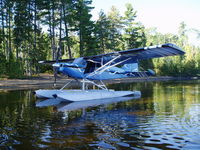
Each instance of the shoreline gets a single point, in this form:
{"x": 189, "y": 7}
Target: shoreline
{"x": 46, "y": 81}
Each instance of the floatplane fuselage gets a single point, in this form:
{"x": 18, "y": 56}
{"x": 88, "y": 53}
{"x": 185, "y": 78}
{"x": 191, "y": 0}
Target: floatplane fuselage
{"x": 94, "y": 69}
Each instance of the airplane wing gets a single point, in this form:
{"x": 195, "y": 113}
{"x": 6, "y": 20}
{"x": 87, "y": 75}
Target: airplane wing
{"x": 54, "y": 61}
{"x": 133, "y": 55}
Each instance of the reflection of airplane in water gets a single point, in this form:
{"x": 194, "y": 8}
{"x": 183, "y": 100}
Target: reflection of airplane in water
{"x": 63, "y": 106}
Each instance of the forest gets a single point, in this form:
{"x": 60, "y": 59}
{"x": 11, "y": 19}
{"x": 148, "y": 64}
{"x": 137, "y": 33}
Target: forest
{"x": 34, "y": 30}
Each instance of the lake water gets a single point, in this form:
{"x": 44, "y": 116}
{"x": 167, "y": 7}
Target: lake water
{"x": 166, "y": 116}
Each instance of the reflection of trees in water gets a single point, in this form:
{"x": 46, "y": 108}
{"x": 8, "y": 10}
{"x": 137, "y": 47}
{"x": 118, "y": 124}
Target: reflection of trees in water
{"x": 146, "y": 88}
{"x": 22, "y": 125}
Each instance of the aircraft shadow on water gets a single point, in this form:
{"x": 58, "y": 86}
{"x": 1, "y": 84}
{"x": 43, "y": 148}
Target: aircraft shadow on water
{"x": 92, "y": 70}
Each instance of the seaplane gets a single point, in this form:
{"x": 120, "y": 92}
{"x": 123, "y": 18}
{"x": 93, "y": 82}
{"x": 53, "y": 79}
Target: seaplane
{"x": 93, "y": 70}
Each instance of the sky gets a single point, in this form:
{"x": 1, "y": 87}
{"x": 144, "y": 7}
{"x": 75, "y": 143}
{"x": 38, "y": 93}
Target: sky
{"x": 165, "y": 15}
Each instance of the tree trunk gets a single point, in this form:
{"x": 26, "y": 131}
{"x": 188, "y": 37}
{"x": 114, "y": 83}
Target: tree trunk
{"x": 67, "y": 33}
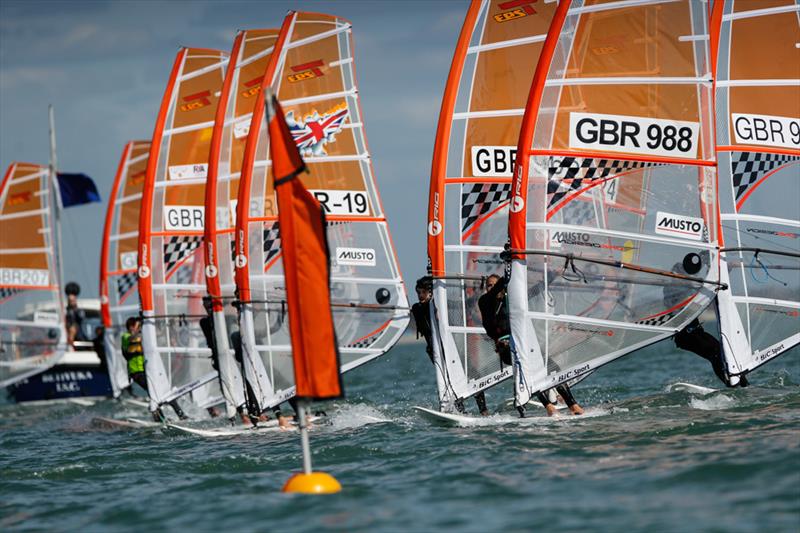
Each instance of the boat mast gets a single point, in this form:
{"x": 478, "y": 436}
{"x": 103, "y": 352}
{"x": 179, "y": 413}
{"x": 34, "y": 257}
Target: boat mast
{"x": 56, "y": 205}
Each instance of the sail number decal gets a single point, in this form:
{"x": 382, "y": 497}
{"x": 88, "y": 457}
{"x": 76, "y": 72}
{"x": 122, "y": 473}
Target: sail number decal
{"x": 184, "y": 217}
{"x": 187, "y": 172}
{"x": 766, "y": 130}
{"x": 493, "y": 160}
{"x": 32, "y": 277}
{"x": 633, "y": 135}
{"x": 338, "y": 202}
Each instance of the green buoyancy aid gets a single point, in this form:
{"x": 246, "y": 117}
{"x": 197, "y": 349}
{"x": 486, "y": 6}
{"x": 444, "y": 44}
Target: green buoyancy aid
{"x": 132, "y": 350}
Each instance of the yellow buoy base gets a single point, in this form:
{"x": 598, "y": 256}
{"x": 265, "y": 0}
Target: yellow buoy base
{"x": 313, "y": 483}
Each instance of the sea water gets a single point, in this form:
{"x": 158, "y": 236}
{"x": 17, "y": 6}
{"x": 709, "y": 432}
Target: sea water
{"x": 645, "y": 457}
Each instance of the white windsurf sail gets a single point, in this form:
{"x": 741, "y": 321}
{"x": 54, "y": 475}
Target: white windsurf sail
{"x": 119, "y": 297}
{"x": 32, "y": 333}
{"x": 619, "y": 116}
{"x": 313, "y": 74}
{"x": 473, "y": 164}
{"x": 252, "y": 50}
{"x": 170, "y": 261}
{"x": 758, "y": 145}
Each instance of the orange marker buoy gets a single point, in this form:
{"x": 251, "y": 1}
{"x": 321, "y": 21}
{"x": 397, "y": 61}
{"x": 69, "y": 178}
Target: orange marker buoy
{"x": 313, "y": 483}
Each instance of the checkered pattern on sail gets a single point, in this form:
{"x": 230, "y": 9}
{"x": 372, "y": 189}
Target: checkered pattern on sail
{"x": 748, "y": 167}
{"x": 659, "y": 320}
{"x": 366, "y": 342}
{"x": 8, "y": 292}
{"x": 272, "y": 241}
{"x": 578, "y": 172}
{"x": 581, "y": 212}
{"x": 125, "y": 283}
{"x": 178, "y": 248}
{"x": 481, "y": 198}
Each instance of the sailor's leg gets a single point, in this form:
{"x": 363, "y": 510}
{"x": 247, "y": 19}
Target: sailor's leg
{"x": 699, "y": 342}
{"x": 178, "y": 411}
{"x": 480, "y": 399}
{"x": 459, "y": 404}
{"x": 546, "y": 403}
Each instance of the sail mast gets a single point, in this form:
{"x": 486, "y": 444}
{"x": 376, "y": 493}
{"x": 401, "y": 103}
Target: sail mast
{"x": 57, "y": 205}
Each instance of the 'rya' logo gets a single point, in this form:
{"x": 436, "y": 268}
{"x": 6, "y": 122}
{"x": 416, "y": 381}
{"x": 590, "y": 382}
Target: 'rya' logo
{"x": 314, "y": 131}
{"x": 306, "y": 71}
{"x": 196, "y": 101}
{"x": 518, "y": 9}
{"x": 20, "y": 198}
{"x": 252, "y": 87}
{"x": 679, "y": 225}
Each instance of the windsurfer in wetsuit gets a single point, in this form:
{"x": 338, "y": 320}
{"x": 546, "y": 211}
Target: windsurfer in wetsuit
{"x": 693, "y": 337}
{"x": 494, "y": 314}
{"x": 133, "y": 353}
{"x": 74, "y": 315}
{"x": 422, "y": 318}
{"x": 207, "y": 326}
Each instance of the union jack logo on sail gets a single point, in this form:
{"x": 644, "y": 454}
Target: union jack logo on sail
{"x": 314, "y": 131}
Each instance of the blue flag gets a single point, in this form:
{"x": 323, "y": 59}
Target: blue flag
{"x": 77, "y": 189}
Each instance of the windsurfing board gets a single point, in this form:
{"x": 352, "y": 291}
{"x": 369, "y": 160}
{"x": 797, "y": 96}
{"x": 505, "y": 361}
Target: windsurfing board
{"x": 690, "y": 388}
{"x": 262, "y": 427}
{"x": 439, "y": 417}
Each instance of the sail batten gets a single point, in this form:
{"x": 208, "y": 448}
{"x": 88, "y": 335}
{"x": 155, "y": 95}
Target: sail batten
{"x": 615, "y": 172}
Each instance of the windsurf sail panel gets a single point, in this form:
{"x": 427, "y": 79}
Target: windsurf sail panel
{"x": 613, "y": 244}
{"x": 32, "y": 333}
{"x": 473, "y": 162}
{"x": 119, "y": 297}
{"x": 251, "y": 53}
{"x": 313, "y": 74}
{"x": 758, "y": 145}
{"x": 304, "y": 246}
{"x": 170, "y": 262}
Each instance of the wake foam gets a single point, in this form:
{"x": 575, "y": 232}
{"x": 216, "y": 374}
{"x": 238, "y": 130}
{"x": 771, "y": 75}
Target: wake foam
{"x": 715, "y": 403}
{"x": 356, "y": 415}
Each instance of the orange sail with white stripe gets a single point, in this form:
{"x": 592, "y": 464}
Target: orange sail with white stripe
{"x": 312, "y": 71}
{"x": 252, "y": 50}
{"x": 119, "y": 297}
{"x": 613, "y": 243}
{"x": 32, "y": 324}
{"x": 758, "y": 144}
{"x": 170, "y": 261}
{"x": 473, "y": 162}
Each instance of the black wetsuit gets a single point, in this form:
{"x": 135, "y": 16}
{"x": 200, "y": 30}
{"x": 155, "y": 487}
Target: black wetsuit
************
■ DIRECTIONS FOR THIS TASK ■
Return the listing above word for word, with the pictures removed.

■ CORRECT RESULT ■
Each instance of the shoreline gets a single point, in this form:
{"x": 189, "y": 7}
Target: shoreline
{"x": 46, "y": 81}
Each instance of the floatplane fuselage gets a single point, in this form:
{"x": 18, "y": 56}
{"x": 88, "y": 53}
{"x": 185, "y": 78}
{"x": 191, "y": 0}
Target: floatplane fuselage
{"x": 94, "y": 69}
Each instance of the airplane wing gets a single point, in this form:
{"x": 195, "y": 113}
{"x": 6, "y": 20}
{"x": 87, "y": 75}
Target: airplane wing
{"x": 54, "y": 61}
{"x": 133, "y": 55}
Each instance of the reflection of airplane in water gets a single point, in this form:
{"x": 194, "y": 8}
{"x": 183, "y": 100}
Target: reflection of airplane in water
{"x": 63, "y": 106}
Each instance of the forest gets a single point, in this form:
{"x": 60, "y": 59}
{"x": 11, "y": 19}
{"x": 148, "y": 64}
{"x": 137, "y": 33}
Target: forest
{"x": 34, "y": 30}
Each instance of the lake water gets a single point, in this form:
{"x": 44, "y": 116}
{"x": 167, "y": 7}
Target: lake water
{"x": 166, "y": 116}
Each instance of the reflection of trees in water gets a single point, in this form:
{"x": 46, "y": 108}
{"x": 8, "y": 10}
{"x": 137, "y": 47}
{"x": 118, "y": 124}
Target: reflection of trees in water
{"x": 146, "y": 88}
{"x": 22, "y": 125}
Each instance of the aircraft shadow on water gets a single point, in this form:
{"x": 58, "y": 86}
{"x": 1, "y": 84}
{"x": 43, "y": 148}
Target: aircraft shadow on water
{"x": 92, "y": 70}
Each instance of the seaplane gets a single point, in this form:
{"x": 120, "y": 92}
{"x": 123, "y": 18}
{"x": 93, "y": 82}
{"x": 53, "y": 79}
Target: seaplane
{"x": 93, "y": 70}
Each instance of the sky gets a single point, in this form:
{"x": 1, "y": 87}
{"x": 144, "y": 7}
{"x": 75, "y": 143}
{"x": 38, "y": 93}
Target: sky
{"x": 165, "y": 15}
Each instance of the tree trunk gets a single point, in this form:
{"x": 26, "y": 131}
{"x": 188, "y": 37}
{"x": 114, "y": 83}
Target: tree trunk
{"x": 67, "y": 33}
Each instance of the boat mast gets a single point, in this form:
{"x": 478, "y": 436}
{"x": 103, "y": 352}
{"x": 179, "y": 413}
{"x": 34, "y": 257}
Target: boat mast
{"x": 56, "y": 205}
Each instance of the sail number decal gets a single point, in this form:
{"x": 382, "y": 497}
{"x": 88, "y": 457}
{"x": 76, "y": 72}
{"x": 122, "y": 473}
Target: sail number decal
{"x": 184, "y": 217}
{"x": 187, "y": 172}
{"x": 766, "y": 130}
{"x": 493, "y": 160}
{"x": 32, "y": 277}
{"x": 633, "y": 135}
{"x": 338, "y": 202}
Each instance of the green buoyancy aid gets a single point, in this form:
{"x": 246, "y": 117}
{"x": 197, "y": 349}
{"x": 486, "y": 6}
{"x": 444, "y": 44}
Target: green buoyancy aid
{"x": 132, "y": 350}
Each instance of the yellow buoy base gets a single point, in this form:
{"x": 598, "y": 256}
{"x": 265, "y": 0}
Target: yellow buoy base
{"x": 313, "y": 483}
Each instance of the sea water gets a single point, in this form:
{"x": 158, "y": 236}
{"x": 17, "y": 6}
{"x": 709, "y": 432}
Target: sea water
{"x": 645, "y": 457}
Each instance of the white windsurf sail gets a single point, in this form:
{"x": 741, "y": 321}
{"x": 54, "y": 475}
Target: white windsurf sail
{"x": 119, "y": 297}
{"x": 32, "y": 333}
{"x": 619, "y": 116}
{"x": 313, "y": 74}
{"x": 473, "y": 164}
{"x": 252, "y": 50}
{"x": 170, "y": 261}
{"x": 758, "y": 145}
Each instance of the orange marker buoy gets a single point, in this form:
{"x": 251, "y": 1}
{"x": 321, "y": 21}
{"x": 397, "y": 61}
{"x": 69, "y": 178}
Target: orange marker buoy
{"x": 313, "y": 483}
Each instance of the checkered pattern on sail gets a single point, in this form:
{"x": 230, "y": 9}
{"x": 372, "y": 189}
Target: checkered pattern on sail
{"x": 748, "y": 167}
{"x": 659, "y": 320}
{"x": 366, "y": 342}
{"x": 8, "y": 292}
{"x": 272, "y": 241}
{"x": 578, "y": 172}
{"x": 581, "y": 212}
{"x": 125, "y": 283}
{"x": 178, "y": 248}
{"x": 481, "y": 198}
Each instance of the sailor's leg gets a single point, in this form:
{"x": 363, "y": 510}
{"x": 247, "y": 19}
Target: sailor's leg
{"x": 699, "y": 342}
{"x": 178, "y": 411}
{"x": 480, "y": 399}
{"x": 459, "y": 404}
{"x": 546, "y": 403}
Each instance of the sail mast gets a single point, in this form:
{"x": 486, "y": 444}
{"x": 376, "y": 493}
{"x": 401, "y": 103}
Target: sail mast
{"x": 57, "y": 205}
Each instance of the 'rya' logo gets a single point, in this form:
{"x": 436, "y": 268}
{"x": 6, "y": 122}
{"x": 416, "y": 381}
{"x": 590, "y": 382}
Target: 'rya' logo
{"x": 314, "y": 131}
{"x": 306, "y": 71}
{"x": 196, "y": 101}
{"x": 518, "y": 9}
{"x": 20, "y": 198}
{"x": 252, "y": 87}
{"x": 679, "y": 225}
Each instance of the windsurfer in wetsuit gets a single point, in this form:
{"x": 338, "y": 320}
{"x": 546, "y": 211}
Target: windsurfer in wetsuit
{"x": 693, "y": 337}
{"x": 494, "y": 314}
{"x": 133, "y": 353}
{"x": 74, "y": 315}
{"x": 422, "y": 318}
{"x": 207, "y": 326}
Each instance of the union jack logo on sail gets a single point, in this form:
{"x": 644, "y": 454}
Target: union jack logo on sail
{"x": 314, "y": 131}
Each instance of the blue flag gets a single point, in this form:
{"x": 323, "y": 59}
Target: blue flag
{"x": 77, "y": 189}
Each instance of the windsurfing board gets a single point, in this form:
{"x": 352, "y": 291}
{"x": 369, "y": 160}
{"x": 797, "y": 96}
{"x": 505, "y": 361}
Target: windsurfing board
{"x": 690, "y": 388}
{"x": 262, "y": 427}
{"x": 439, "y": 417}
Each instance of the sail batten gets a single point, in this form:
{"x": 208, "y": 448}
{"x": 88, "y": 335}
{"x": 155, "y": 95}
Target: sail batten
{"x": 615, "y": 172}
Each instance of the windsurf sail panel gets a single point, in this form:
{"x": 427, "y": 79}
Target: windsurf sail panel
{"x": 613, "y": 244}
{"x": 32, "y": 333}
{"x": 473, "y": 162}
{"x": 119, "y": 297}
{"x": 251, "y": 53}
{"x": 313, "y": 74}
{"x": 758, "y": 145}
{"x": 304, "y": 246}
{"x": 170, "y": 262}
Each instance of the wake foam gets a single point, in this form:
{"x": 575, "y": 232}
{"x": 216, "y": 374}
{"x": 238, "y": 130}
{"x": 771, "y": 75}
Target: wake foam
{"x": 715, "y": 403}
{"x": 356, "y": 415}
Each instance of the orange sail with white stripe gets a single point, in this form:
{"x": 592, "y": 464}
Target: orange sail with white stripe
{"x": 312, "y": 71}
{"x": 252, "y": 50}
{"x": 119, "y": 297}
{"x": 613, "y": 243}
{"x": 32, "y": 324}
{"x": 758, "y": 144}
{"x": 170, "y": 261}
{"x": 473, "y": 162}
Each instance of the black wetsuit gets a single point, in this form:
{"x": 135, "y": 16}
{"x": 200, "y": 30}
{"x": 155, "y": 487}
Target: black wetsuit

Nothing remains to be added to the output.